THE PROBLEM:
Repeat the records below exactly as they appear.

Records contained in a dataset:
──────────────────────────────
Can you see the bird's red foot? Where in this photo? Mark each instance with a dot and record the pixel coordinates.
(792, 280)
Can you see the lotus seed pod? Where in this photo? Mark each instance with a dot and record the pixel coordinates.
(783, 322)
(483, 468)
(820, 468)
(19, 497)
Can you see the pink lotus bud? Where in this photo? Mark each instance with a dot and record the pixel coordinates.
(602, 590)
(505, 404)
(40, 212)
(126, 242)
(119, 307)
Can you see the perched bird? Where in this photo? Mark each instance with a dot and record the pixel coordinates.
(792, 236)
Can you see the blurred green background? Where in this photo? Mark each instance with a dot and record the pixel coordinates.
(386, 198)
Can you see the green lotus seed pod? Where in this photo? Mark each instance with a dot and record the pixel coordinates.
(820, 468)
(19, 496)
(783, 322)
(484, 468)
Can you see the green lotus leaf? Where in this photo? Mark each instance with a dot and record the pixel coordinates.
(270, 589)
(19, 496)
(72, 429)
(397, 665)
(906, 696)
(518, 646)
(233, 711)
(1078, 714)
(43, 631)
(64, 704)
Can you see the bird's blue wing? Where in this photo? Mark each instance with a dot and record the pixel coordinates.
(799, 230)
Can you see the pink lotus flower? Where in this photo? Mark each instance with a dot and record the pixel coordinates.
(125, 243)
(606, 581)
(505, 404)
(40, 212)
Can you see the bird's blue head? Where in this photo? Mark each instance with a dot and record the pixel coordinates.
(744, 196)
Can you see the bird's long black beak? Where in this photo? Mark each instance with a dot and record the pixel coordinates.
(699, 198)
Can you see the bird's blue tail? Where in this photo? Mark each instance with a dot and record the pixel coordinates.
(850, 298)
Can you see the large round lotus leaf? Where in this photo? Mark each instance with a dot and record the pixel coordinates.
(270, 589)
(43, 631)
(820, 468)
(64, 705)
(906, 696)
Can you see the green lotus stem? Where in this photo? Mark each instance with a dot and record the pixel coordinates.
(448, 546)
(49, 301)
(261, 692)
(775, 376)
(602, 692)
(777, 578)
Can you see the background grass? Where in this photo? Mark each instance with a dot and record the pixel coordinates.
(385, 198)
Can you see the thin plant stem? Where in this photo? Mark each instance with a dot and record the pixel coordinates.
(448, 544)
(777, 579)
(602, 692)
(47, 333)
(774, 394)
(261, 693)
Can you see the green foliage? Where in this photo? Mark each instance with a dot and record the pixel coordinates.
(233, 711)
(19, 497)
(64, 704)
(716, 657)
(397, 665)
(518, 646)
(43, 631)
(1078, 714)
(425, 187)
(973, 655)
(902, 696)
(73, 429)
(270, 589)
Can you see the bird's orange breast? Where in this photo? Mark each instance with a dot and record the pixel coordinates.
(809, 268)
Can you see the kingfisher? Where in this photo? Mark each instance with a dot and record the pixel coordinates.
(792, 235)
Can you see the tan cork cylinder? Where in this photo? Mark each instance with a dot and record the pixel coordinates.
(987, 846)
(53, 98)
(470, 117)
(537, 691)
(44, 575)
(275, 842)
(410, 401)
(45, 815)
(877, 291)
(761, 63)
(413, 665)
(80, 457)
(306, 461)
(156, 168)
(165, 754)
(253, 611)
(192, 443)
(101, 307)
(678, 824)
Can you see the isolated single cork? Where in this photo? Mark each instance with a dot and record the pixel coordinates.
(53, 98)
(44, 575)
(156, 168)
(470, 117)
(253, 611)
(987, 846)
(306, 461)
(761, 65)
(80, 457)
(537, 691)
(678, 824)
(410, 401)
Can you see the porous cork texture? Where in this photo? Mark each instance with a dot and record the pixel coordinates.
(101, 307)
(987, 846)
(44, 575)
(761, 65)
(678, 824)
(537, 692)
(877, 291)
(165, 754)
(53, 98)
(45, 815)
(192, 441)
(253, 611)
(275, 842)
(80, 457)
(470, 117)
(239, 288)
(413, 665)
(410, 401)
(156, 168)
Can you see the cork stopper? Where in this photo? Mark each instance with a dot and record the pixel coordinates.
──────────────────────────────
WRITTEN ANSWER:
Can you see the bird's red foot? Where in this photo? Mark each instance with a dot and record the pixel coordinates.
(792, 280)
Can you see the lotus seed pod? Where in this photo? Mark each instance with a dot and record the pixel coordinates.
(783, 322)
(483, 468)
(820, 468)
(19, 497)
Can you see the pink lotus bud? Where in this photo? Mark each instance with a dot and record the pixel coordinates.
(602, 590)
(505, 404)
(40, 212)
(126, 242)
(119, 307)
Can you see the perched bird? Where in this photo? Mark each instance with a dot and record the pixel coordinates.
(792, 236)
Can you see the blurred green background? Where in this photo? Mark each instance with a dot and record the pixel coordinates.
(386, 198)
Can you see the green lotus seed pod? Where in this photo? Mark each instance with a dot and record the pixel coordinates.
(820, 468)
(19, 496)
(783, 322)
(484, 468)
Can you see the green lotus leaf? Where in this photo? Mark each instance with a dot and record the pixel coordinates.
(270, 589)
(19, 496)
(72, 429)
(397, 665)
(906, 696)
(518, 646)
(233, 711)
(1078, 714)
(43, 631)
(64, 704)
Can you see the bird's blue wing? Where in this photo? Mark each instance with a dot and record the pixel coordinates.
(799, 230)
Can you see the pink lotus flower? Where in this photo? Mark each instance with a dot and record the pixel coordinates.
(125, 243)
(606, 581)
(505, 404)
(40, 212)
Can you see the bird's blue head? Where in this photo? Mark each instance with a dot and record the pixel coordinates.
(744, 196)
Can you see the bird's long black beak? Where in this photo? Mark each instance with a dot and record the pixel coordinates.
(699, 198)
Can you see the bird's blue tail? Where in this photo? Mark each instance with a dot and record the pixel coordinates.
(850, 298)
Can you see the large round lotus leaf? Where in this photo? Mark each instance with a dot and record the pixel coordinates.
(270, 589)
(43, 631)
(820, 468)
(64, 705)
(906, 696)
Can you see the green lotus stem? Where in this photo? Mark each instance with a dot and record the pixel coordinates.
(448, 546)
(49, 301)
(261, 692)
(775, 376)
(602, 692)
(777, 578)
Can you see the background grass? Where in this photo? Mark each instance with a dot and record the pixel coordinates.
(385, 198)
Can you see the thin plant stem? Where in this photo? Mark each instance with a dot and record the pixel coordinates.
(448, 544)
(777, 579)
(602, 692)
(47, 333)
(774, 394)
(261, 693)
Can you see the green foliage? Where in this photo? Mark each instance with a dot and record the pixel coordinates.
(233, 711)
(19, 497)
(64, 704)
(716, 657)
(397, 665)
(518, 646)
(43, 631)
(1078, 714)
(425, 187)
(973, 655)
(902, 696)
(73, 429)
(270, 589)
Can you see the bird's orange breast? Where in this photo? Mark each instance with a dot and record the pixel coordinates.
(809, 268)
Can you see the kingfisher? Where in this photo? Mark each instance with a dot and record the pixel coordinates.
(792, 235)
Can you see the tan cork cylinder? Where in this photo? Mark each instance with a dot and record the pixel coordinates.
(987, 846)
(53, 98)
(470, 117)
(537, 691)
(44, 575)
(275, 842)
(410, 401)
(45, 815)
(877, 291)
(761, 63)
(413, 665)
(80, 457)
(306, 461)
(156, 168)
(165, 754)
(253, 611)
(192, 443)
(101, 307)
(678, 824)
Can you see the isolated single cork? Where in this photo? Mark each instance with a dot and record the pixel coordinates.
(53, 98)
(44, 575)
(156, 168)
(470, 117)
(253, 611)
(987, 846)
(306, 461)
(761, 65)
(80, 457)
(537, 691)
(678, 824)
(410, 401)
Can you see the porous cork texture? Where in this photo? Mark each instance with a dot and record the pixel coordinates.
(101, 307)
(987, 846)
(44, 575)
(761, 65)
(678, 824)
(537, 692)
(877, 291)
(165, 754)
(53, 98)
(45, 815)
(192, 441)
(253, 611)
(275, 842)
(80, 457)
(470, 117)
(239, 288)
(413, 665)
(410, 401)
(156, 168)
Can you see the cork stopper? Where in this photo? Mark each instance with a dot and record the pixel coordinates.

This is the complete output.